▸ Passage shown
DISADVANTAGES OF FRANCHISE
As a Franchisor
- Franchisee may compromise quality and standard hereby affecting brand
- Might not be able control international franchisees
- Other reputational risks may abound
As a Franchisee
- General franchise business decisions might not consider the franchisee
- The franchisor is not compelled to renew the franchise agreement and might put the franchisee out of business
- Business must be done according to the operational manual of the franchisor
- Annual payment of franchise fee
- No complete control if you decide to sell your franchise business
- Your choice of location might be restricted except otherwise stated in agreement
- Franchise agreement may be terminated if other products/services is sold/rendered within the complex/office.
Types of Franchise
The different types of franchise include:
i.) Single Unit Franchise
ii.) Buying an Existing Franchise
iii.) Multi-Unit Franchise
iv.) Area Developer
v.) Master Franchise
Many franchise companies are looking for the right people to work with as this enables them to expand their business and awareness to different parts of the nation. But before investing money in any franchise business there are many things you have to understand such as asking yourself the following questions:
- Why do you need to buy the franchise?
- Is it right for you?
- What sector of franchise do I go for?
- Do I have enough capital for my initial investment?
- How many people will I employ?
- How to structure your profit?
The common thing about all franchise business is that you will be richly rewarded for your hard work and success. Some will reward you through royalty fees, housing project, medical insurance, traveling expenditures and many more.

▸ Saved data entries
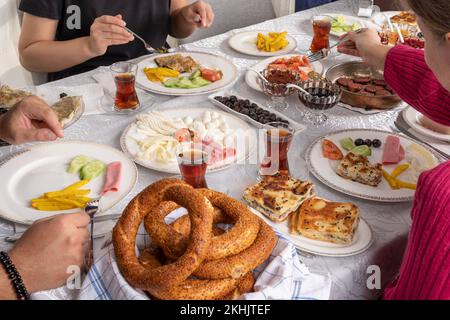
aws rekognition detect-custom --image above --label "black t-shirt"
[19,0,171,81]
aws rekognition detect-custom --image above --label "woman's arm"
[19,14,133,72]
[338,29,391,70]
[0,272,16,300]
[170,0,214,39]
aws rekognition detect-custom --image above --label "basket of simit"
[81,179,327,300]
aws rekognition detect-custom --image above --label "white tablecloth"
[0,0,412,299]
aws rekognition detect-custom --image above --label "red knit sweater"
[384,46,450,300]
[384,46,450,126]
[384,162,450,300]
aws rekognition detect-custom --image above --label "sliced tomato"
[202,69,223,82]
[322,140,344,160]
[223,148,236,160]
[175,129,198,143]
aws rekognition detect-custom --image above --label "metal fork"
[84,198,101,273]
[124,27,175,54]
[393,119,450,161]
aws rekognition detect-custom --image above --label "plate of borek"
[120,107,257,174]
[136,52,239,96]
[245,54,324,92]
[243,175,373,257]
[306,129,439,202]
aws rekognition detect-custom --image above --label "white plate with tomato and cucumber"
[136,52,239,96]
[306,129,439,202]
[0,141,137,225]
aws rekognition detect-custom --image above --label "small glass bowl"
[298,79,342,126]
[259,69,300,111]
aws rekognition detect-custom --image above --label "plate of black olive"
[209,92,306,133]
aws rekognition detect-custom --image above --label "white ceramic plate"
[306,129,439,202]
[372,11,401,27]
[251,208,373,257]
[208,91,306,134]
[136,52,239,96]
[228,30,297,57]
[402,107,450,142]
[245,54,323,92]
[0,141,137,225]
[325,13,379,37]
[120,107,257,174]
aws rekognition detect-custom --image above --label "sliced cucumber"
[192,77,211,87]
[340,138,356,151]
[67,156,92,173]
[80,160,106,180]
[351,145,372,157]
[164,78,180,88]
[177,77,198,89]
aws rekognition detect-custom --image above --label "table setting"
[0,0,450,300]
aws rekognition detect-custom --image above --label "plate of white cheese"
[120,107,257,174]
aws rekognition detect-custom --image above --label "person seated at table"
[0,97,90,300]
[0,96,64,144]
[19,0,214,81]
[339,0,450,300]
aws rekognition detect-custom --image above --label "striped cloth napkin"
[77,225,331,300]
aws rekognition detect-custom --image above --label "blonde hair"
[408,0,450,38]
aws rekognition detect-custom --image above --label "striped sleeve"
[385,46,450,126]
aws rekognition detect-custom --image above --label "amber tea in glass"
[309,16,332,53]
[177,148,208,189]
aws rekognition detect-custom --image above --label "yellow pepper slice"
[44,189,91,198]
[383,170,399,190]
[62,180,90,191]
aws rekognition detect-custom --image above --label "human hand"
[338,29,381,59]
[0,96,64,144]
[181,0,214,29]
[9,213,90,293]
[88,14,134,57]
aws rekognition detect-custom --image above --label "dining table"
[0,0,413,300]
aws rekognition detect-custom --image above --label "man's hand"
[338,29,390,70]
[9,213,90,293]
[88,14,134,57]
[0,97,64,144]
[181,0,214,29]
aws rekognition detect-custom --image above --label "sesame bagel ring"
[194,218,277,280]
[139,246,241,300]
[113,179,214,290]
[145,190,260,261]
[220,272,255,300]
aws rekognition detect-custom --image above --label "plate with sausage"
[306,129,440,203]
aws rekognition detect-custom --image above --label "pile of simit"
[113,179,276,300]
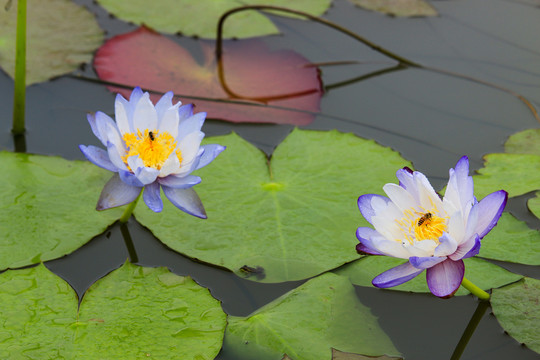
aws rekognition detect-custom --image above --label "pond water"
[0,0,540,360]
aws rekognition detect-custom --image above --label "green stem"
[450,301,489,360]
[11,0,26,135]
[120,188,144,224]
[461,277,491,301]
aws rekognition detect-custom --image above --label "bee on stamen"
[418,213,433,226]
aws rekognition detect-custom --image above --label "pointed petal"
[158,175,201,189]
[133,93,157,133]
[371,262,424,288]
[156,91,175,120]
[449,234,482,261]
[178,131,204,167]
[433,232,458,256]
[356,227,409,259]
[358,194,390,225]
[79,145,118,172]
[143,182,163,212]
[107,142,127,171]
[471,190,508,238]
[118,170,144,187]
[383,184,417,212]
[163,186,207,219]
[157,104,180,140]
[426,259,465,298]
[409,256,446,270]
[177,112,206,142]
[114,94,133,134]
[96,174,141,210]
[195,144,225,170]
[134,166,159,185]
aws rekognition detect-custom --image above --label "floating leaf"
[0,152,122,269]
[474,154,540,199]
[98,0,332,39]
[491,277,540,353]
[332,349,403,360]
[479,213,540,265]
[135,130,410,282]
[527,192,540,218]
[349,0,438,16]
[0,263,226,359]
[94,27,322,125]
[504,129,540,155]
[225,273,398,360]
[0,0,103,85]
[474,129,540,198]
[334,256,522,295]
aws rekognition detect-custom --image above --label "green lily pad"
[225,273,399,360]
[332,349,403,360]
[98,0,331,39]
[0,263,226,359]
[334,256,522,296]
[473,154,540,199]
[349,0,438,16]
[0,152,123,269]
[478,213,540,265]
[527,191,540,218]
[474,129,540,199]
[504,129,540,155]
[0,0,103,85]
[135,130,410,282]
[491,278,540,353]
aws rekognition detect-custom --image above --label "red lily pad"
[94,27,322,125]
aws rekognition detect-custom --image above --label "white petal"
[383,184,417,212]
[133,93,157,133]
[158,104,180,141]
[178,131,204,167]
[114,94,133,135]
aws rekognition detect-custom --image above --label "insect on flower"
[356,156,508,297]
[79,87,225,218]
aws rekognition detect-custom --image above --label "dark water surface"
[0,0,540,360]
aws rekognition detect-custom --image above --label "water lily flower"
[356,156,508,297]
[79,87,225,219]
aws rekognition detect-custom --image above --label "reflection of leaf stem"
[11,0,26,135]
[324,64,407,92]
[216,5,540,122]
[450,301,489,360]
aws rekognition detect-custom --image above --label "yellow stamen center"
[411,212,446,241]
[122,130,182,170]
[396,208,448,245]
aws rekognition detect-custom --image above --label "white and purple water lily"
[356,156,508,297]
[79,87,225,219]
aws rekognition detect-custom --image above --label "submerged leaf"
[0,263,226,359]
[94,27,322,125]
[0,152,123,269]
[349,0,438,16]
[98,0,332,39]
[0,0,103,85]
[225,273,398,360]
[135,130,411,282]
[334,256,522,296]
[491,278,540,353]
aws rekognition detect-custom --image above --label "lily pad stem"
[461,277,491,301]
[120,187,144,224]
[11,0,26,136]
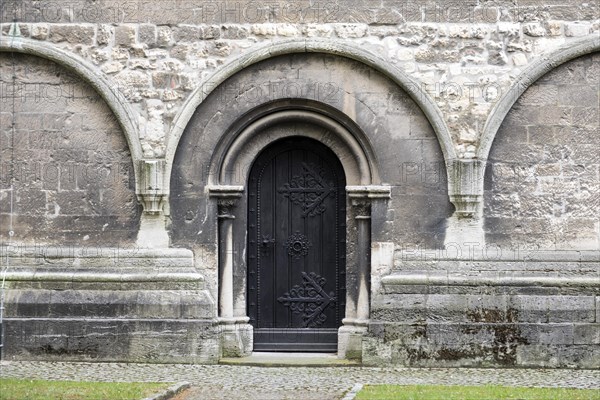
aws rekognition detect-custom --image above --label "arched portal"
[208,102,390,357]
[247,136,346,352]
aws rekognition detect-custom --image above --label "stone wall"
[0,53,140,247]
[0,0,600,368]
[484,53,600,249]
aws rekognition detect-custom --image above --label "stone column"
[136,159,169,248]
[445,159,486,248]
[217,198,237,320]
[352,199,371,327]
[338,185,390,360]
[209,186,253,357]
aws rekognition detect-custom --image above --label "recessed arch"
[0,37,143,185]
[165,39,456,183]
[477,35,600,160]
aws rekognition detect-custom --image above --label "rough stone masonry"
[0,0,600,368]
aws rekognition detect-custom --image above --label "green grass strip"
[0,379,171,400]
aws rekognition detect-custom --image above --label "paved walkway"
[0,361,600,400]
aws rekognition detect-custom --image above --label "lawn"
[0,379,172,400]
[356,385,600,400]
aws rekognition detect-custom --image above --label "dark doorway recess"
[247,137,346,352]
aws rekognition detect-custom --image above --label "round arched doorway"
[247,137,346,352]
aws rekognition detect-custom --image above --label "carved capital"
[352,199,371,219]
[217,198,238,218]
[447,159,486,218]
[346,185,391,219]
[208,185,244,218]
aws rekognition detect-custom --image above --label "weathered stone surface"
[0,7,600,367]
[48,25,95,45]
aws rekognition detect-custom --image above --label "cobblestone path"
[0,361,600,400]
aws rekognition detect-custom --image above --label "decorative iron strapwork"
[283,232,312,260]
[278,163,335,217]
[277,272,337,328]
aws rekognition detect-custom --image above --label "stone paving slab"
[0,361,600,400]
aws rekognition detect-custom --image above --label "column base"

▸ Assignment
Repeat word for word the part of the franchise passage that begins at the words "- Is it right" and stops after the words "and many more.".

▸ Exercise answer
- Is it right for you?
- What sector of franchise do I go for?
- Do I have enough capital for my initial investment?
- How many people will I employ?
- How to structure your profit?
The common thing about all franchise business is that you will be richly rewarded for your hard work and success. Some will reward you through royalty fees, housing project, medical insurance, traveling expenditures and many more.